▸ DIRECTIONS FOR THIS TASK:
Can you reproduce, word for word, the rows from the line containing "For the benchmark, point to the water" through the last line of the rows, inclusive?

▸ SOURCE DATA:
------------------------------

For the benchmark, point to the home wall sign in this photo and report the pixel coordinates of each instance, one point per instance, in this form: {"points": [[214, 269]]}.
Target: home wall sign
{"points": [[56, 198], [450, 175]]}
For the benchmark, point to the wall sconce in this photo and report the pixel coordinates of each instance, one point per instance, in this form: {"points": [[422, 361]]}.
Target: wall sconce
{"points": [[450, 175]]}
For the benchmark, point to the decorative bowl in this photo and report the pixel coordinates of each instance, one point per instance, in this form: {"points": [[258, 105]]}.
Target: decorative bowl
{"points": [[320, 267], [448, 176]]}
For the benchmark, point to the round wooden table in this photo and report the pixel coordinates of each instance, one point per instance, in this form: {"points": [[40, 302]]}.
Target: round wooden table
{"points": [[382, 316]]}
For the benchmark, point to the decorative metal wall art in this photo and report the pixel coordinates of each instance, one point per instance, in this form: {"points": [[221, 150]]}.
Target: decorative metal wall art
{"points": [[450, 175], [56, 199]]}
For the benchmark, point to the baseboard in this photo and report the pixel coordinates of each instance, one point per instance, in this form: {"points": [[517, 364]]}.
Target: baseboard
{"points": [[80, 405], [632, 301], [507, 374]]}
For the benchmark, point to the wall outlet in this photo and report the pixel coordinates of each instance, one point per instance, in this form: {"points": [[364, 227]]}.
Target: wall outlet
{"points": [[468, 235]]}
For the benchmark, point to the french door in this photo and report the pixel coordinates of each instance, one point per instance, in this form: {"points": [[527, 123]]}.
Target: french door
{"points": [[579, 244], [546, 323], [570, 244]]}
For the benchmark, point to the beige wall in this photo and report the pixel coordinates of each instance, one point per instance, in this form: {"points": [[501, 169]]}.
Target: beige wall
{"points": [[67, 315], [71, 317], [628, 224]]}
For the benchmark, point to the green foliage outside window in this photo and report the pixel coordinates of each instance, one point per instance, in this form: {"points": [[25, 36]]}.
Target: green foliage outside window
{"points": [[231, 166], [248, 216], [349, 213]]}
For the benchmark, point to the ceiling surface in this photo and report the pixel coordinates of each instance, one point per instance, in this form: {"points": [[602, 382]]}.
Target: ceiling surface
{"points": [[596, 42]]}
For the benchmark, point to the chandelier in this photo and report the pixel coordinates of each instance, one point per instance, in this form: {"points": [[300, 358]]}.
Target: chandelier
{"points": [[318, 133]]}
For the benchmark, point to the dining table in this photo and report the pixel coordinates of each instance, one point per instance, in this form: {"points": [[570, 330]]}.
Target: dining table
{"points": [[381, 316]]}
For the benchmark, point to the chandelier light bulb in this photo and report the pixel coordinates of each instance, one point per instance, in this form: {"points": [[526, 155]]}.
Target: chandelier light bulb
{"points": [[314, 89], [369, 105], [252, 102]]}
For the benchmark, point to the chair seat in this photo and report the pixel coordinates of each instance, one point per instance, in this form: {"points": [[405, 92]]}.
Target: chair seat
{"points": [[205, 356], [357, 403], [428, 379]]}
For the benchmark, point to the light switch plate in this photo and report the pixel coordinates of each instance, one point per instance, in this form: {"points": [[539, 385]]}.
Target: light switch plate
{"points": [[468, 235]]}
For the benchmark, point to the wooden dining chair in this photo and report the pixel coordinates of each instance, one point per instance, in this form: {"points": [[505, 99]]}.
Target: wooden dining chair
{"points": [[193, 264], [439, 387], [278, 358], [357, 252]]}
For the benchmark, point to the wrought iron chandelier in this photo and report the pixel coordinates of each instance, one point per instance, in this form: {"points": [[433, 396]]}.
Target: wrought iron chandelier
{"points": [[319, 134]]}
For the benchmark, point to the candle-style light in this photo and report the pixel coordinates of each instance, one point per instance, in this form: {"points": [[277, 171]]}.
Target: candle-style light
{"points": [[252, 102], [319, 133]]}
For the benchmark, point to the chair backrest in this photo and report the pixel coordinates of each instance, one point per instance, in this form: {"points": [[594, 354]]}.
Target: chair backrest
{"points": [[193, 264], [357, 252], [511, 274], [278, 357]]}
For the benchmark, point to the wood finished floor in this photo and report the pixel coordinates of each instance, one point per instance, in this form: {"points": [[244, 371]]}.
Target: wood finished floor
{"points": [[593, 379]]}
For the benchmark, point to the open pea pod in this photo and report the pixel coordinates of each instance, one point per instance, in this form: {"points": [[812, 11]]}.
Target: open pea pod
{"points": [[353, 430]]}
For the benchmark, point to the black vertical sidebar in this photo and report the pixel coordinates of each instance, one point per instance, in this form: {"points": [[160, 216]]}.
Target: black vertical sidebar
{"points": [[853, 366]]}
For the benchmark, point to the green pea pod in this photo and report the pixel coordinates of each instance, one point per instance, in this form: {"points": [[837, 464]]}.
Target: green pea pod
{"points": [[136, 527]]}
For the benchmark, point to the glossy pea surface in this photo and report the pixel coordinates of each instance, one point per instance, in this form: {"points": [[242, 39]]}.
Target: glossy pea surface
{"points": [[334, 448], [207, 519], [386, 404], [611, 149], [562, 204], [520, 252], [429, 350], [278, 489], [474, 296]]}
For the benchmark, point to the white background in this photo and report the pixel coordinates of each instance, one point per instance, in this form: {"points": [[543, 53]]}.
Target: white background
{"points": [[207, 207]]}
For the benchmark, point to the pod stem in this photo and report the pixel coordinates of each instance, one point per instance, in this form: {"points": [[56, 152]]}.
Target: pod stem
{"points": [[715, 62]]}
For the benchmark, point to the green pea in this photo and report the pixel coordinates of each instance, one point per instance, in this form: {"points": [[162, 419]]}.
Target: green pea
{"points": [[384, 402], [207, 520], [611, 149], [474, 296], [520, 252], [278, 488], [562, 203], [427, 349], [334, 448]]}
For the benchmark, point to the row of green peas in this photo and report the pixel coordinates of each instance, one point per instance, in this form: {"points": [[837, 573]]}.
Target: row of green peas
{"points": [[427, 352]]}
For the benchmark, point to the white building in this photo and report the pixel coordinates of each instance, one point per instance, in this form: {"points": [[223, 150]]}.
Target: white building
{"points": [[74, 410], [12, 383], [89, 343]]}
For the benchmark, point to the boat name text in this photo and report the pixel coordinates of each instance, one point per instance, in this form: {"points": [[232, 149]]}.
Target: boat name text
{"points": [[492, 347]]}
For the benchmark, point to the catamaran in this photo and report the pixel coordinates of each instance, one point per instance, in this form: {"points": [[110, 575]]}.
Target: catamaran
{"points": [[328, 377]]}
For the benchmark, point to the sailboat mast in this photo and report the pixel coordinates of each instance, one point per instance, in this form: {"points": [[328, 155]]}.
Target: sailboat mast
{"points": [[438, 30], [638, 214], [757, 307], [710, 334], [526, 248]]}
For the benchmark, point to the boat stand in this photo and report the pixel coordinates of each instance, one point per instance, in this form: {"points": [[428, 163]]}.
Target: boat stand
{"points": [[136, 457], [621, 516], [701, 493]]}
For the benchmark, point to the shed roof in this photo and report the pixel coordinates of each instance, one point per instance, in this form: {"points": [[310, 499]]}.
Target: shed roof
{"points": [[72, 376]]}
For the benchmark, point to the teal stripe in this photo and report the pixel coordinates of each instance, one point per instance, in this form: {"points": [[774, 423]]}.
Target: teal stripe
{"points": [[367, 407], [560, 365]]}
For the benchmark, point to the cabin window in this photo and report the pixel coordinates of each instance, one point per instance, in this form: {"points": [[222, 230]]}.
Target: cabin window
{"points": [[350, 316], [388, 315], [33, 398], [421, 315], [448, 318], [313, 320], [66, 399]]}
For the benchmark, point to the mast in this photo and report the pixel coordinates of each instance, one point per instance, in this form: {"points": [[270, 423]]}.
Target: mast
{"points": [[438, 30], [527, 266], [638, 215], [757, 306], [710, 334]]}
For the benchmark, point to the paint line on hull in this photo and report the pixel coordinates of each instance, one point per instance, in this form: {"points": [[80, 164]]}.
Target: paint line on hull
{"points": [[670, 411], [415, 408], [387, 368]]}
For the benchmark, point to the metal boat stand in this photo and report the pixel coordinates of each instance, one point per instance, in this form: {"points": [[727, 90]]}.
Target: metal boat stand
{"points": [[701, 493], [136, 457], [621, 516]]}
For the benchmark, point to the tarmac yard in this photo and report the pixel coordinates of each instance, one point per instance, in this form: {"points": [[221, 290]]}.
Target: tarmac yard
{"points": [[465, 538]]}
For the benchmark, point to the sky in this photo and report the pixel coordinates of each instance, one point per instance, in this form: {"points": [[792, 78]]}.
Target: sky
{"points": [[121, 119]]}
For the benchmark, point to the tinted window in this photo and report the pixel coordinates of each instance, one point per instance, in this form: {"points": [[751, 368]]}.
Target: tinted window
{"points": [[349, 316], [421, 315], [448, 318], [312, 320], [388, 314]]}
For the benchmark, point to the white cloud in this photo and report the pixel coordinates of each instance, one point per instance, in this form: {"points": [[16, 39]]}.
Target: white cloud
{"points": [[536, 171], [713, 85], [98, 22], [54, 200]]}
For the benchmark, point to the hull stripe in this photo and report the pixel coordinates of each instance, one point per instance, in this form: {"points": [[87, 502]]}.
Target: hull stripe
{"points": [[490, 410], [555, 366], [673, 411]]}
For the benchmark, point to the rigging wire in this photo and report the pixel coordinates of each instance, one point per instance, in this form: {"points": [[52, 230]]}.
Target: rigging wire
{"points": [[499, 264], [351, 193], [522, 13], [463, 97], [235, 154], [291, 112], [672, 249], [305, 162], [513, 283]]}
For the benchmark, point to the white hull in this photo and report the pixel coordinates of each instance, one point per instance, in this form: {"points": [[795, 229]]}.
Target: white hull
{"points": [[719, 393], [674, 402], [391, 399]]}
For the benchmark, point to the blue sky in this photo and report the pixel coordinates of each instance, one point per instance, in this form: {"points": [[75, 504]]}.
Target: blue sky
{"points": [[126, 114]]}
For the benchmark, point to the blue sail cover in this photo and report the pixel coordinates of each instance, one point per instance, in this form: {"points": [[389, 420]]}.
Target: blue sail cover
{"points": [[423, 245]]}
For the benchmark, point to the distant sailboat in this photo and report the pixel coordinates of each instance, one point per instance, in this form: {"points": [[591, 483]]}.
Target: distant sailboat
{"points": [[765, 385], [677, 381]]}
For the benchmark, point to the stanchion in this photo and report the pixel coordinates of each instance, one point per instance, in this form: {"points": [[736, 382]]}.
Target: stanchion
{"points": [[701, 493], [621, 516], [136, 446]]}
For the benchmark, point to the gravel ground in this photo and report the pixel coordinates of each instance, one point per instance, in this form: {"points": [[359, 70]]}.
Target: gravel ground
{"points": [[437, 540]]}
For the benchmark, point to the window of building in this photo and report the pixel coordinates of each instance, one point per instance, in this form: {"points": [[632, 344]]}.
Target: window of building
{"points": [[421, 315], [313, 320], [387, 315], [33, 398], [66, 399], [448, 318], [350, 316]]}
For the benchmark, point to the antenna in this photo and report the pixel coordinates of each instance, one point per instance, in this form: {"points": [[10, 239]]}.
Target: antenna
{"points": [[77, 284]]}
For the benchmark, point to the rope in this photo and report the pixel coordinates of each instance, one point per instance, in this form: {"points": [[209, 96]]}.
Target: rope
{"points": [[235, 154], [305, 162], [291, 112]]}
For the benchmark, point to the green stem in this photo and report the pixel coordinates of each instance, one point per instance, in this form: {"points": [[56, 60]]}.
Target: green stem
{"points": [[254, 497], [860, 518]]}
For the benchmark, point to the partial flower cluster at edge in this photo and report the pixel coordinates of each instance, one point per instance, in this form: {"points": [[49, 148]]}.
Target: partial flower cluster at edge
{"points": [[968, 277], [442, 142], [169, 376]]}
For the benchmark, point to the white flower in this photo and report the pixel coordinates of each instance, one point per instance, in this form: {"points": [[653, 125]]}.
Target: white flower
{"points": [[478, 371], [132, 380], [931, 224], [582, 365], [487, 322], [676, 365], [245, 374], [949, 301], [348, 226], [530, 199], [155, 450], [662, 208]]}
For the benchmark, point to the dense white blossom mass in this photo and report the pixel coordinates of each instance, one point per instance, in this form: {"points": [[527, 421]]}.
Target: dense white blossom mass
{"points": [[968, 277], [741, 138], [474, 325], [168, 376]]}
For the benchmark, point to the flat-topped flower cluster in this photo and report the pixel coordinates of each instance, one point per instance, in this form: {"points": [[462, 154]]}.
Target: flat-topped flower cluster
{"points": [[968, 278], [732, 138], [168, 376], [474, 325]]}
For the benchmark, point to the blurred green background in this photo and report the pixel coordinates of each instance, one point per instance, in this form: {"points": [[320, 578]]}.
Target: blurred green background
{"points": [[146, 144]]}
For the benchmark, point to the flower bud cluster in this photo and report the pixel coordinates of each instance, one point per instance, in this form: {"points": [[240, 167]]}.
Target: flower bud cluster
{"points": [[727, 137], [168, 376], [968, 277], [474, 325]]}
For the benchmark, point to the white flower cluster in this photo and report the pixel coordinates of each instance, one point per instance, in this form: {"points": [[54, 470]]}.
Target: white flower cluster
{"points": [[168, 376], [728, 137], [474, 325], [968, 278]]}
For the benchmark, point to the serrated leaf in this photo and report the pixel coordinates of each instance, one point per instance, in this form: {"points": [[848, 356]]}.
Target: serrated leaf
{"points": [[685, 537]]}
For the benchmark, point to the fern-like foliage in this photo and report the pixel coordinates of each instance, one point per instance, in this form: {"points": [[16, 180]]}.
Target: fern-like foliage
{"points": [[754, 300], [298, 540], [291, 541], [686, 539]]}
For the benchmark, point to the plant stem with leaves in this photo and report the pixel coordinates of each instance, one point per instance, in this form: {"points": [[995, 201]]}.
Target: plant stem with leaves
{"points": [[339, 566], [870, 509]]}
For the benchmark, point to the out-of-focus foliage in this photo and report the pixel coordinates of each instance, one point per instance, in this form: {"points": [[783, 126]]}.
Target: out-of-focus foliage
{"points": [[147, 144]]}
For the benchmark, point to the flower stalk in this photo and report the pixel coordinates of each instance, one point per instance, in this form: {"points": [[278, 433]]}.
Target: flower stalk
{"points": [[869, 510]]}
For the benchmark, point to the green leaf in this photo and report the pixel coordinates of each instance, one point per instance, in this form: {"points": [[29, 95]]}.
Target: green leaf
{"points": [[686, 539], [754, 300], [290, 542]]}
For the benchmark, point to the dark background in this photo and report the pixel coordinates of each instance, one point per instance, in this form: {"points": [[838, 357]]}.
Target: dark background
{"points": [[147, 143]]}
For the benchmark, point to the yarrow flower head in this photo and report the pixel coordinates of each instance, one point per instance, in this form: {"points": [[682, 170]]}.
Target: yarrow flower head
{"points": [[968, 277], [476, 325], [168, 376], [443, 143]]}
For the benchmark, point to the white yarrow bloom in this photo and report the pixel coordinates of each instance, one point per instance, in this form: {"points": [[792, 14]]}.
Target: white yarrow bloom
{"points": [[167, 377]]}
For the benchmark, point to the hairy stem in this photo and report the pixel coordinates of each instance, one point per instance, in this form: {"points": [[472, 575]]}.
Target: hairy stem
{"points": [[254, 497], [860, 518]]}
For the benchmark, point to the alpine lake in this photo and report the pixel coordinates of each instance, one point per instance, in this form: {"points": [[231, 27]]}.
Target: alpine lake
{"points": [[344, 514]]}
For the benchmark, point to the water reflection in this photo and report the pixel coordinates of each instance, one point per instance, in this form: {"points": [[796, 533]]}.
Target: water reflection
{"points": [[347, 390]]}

------------------------------

▸ RESULT:
For the benchmark, point to the water reflection in this photo and report the pixel coordinates of each instance, one point per instance, in this form: {"points": [[796, 533]]}.
Target: water reflection
{"points": [[347, 390]]}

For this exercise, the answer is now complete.